WHAT YOU HAVE TO DO. The lines to repeat are those below from the one containing "outline the tall" down to the one containing "the elephant trunk", both included; reproduce them exactly and nothing else.

RECORDS TO USE.
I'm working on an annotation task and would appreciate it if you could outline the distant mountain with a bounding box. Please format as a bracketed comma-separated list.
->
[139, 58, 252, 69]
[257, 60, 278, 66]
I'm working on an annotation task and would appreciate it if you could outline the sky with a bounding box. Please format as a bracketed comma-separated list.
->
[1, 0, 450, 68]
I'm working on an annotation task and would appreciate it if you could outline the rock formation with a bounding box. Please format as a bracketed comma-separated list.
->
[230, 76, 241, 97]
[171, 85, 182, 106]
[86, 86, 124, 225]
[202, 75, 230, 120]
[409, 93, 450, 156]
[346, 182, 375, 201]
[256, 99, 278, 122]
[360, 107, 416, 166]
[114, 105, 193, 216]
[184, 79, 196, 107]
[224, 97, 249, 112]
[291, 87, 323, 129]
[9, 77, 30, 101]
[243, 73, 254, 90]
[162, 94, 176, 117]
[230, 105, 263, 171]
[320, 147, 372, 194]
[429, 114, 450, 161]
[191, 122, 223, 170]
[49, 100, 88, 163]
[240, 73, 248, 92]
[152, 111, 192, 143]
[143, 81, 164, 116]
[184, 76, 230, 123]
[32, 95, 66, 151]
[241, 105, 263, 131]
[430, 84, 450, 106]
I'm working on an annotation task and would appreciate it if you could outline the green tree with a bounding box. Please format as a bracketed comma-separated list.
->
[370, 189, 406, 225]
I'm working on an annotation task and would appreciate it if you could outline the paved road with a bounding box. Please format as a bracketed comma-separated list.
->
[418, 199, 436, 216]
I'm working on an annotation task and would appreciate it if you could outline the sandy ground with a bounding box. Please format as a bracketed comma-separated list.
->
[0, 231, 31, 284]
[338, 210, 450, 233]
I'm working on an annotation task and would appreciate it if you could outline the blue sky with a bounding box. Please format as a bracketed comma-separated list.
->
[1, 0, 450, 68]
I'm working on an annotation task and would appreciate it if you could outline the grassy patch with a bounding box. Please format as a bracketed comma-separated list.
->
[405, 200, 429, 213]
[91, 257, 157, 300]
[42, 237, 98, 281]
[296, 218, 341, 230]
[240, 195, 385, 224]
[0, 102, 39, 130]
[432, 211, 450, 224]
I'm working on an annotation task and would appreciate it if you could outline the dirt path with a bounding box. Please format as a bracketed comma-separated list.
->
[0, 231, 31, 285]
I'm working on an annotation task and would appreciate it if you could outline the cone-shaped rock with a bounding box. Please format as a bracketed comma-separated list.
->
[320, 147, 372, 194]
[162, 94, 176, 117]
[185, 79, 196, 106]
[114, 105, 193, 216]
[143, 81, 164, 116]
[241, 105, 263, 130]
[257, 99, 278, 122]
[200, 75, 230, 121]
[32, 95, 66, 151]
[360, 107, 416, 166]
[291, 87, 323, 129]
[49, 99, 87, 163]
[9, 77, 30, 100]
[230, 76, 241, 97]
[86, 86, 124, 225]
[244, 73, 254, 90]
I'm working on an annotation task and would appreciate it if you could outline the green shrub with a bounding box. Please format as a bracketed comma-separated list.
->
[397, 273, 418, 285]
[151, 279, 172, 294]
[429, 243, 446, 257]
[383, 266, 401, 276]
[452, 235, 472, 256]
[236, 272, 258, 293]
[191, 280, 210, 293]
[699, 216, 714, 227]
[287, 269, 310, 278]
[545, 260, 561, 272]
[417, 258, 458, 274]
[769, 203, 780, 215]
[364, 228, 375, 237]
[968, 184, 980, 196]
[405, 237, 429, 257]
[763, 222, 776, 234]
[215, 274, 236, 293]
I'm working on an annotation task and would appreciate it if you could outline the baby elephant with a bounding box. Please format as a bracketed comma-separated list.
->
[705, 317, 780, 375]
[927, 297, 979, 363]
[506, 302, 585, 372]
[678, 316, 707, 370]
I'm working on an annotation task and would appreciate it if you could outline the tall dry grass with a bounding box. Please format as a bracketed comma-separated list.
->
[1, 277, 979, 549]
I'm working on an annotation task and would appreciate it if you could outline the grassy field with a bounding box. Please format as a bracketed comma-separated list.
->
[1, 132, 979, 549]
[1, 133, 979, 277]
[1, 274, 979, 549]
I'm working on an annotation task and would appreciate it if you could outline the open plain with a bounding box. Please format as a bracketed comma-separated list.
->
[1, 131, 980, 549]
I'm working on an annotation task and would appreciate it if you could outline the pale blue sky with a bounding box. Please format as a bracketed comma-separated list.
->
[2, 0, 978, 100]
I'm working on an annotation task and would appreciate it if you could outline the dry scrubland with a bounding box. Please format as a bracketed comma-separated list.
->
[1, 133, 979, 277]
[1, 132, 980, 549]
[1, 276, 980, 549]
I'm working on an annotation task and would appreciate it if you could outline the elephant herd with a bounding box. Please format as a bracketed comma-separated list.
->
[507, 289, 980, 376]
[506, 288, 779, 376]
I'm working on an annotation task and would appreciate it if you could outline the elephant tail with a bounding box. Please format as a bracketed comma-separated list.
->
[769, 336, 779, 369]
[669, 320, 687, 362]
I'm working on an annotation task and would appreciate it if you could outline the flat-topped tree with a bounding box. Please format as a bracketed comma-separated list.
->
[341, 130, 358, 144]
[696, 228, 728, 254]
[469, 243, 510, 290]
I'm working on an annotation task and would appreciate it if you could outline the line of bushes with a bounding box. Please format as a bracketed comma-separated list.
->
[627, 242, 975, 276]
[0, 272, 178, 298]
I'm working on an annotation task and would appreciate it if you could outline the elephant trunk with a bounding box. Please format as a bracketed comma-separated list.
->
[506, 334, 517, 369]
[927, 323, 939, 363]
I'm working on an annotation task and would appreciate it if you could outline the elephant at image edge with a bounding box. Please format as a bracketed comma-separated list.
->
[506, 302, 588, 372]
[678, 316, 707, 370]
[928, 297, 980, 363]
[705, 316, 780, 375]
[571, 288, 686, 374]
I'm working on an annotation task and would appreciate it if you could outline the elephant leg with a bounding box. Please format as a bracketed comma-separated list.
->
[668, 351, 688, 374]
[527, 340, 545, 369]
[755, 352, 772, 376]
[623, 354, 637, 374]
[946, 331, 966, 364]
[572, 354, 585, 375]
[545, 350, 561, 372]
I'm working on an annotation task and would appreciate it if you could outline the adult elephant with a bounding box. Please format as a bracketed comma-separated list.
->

SOLUTION TO THE EXERCISE.
I'm working on an annotation task and would appreciate it if you could outline the tall dry grass with a bounding box. Please format as a bracketed comma-separated list.
->
[1, 277, 979, 549]
I'm working on an annotation task and would appreciate it if you could outline the grassy field with a bounding box. Please format as a bracketed comma-separated list.
->
[1, 132, 979, 549]
[1, 133, 979, 277]
[1, 274, 979, 549]
I'm working on an annotation task and would appreciate it if you could outline the open plain with a bounding box. Please format as a bracketed comma-separated list.
->
[1, 131, 980, 549]
I'm working on an annotation task and would appreciate it if you could outline the pale blue sky with a bounding box. Please format as a bracketed comma-separated list.
->
[2, 0, 978, 100]
I'm working on an annotation task and would appreciate it if you could outline the dry scrubland with a bounding box. Please format as a bracketed comma-separated list.
->
[1, 133, 979, 277]
[1, 132, 980, 549]
[1, 276, 980, 549]
I'm working on an annotation task and would appreciate it if you could outline the elephant herd with a bounding box. Please format as a bracketed comma-separated list.
->
[507, 289, 980, 376]
[506, 288, 779, 376]
I'm working on an annotation task and would appreciate it if you could outline the elephant tail with a bounding box. Please format as a bracketed comma-separated list.
->
[769, 336, 779, 369]
[669, 320, 687, 362]
I'm working on an annotation task and would appreciate it if you could outline the flat-topped tree with a bounding box. Please format as a bracketed comma-separated list.
->
[341, 130, 358, 144]
[696, 228, 728, 254]
[469, 243, 510, 290]
I'm working on an annotation task and would appreciate it if you could outline the line of bushes with a bounding box. Please format as a bracketed comma-separated list.
->
[627, 242, 975, 276]
[0, 272, 178, 298]
I'm working on an annotation task and would appreciate it if you could outline the elephant trunk with a bounding box. Please format as a bracketed comma-separated list.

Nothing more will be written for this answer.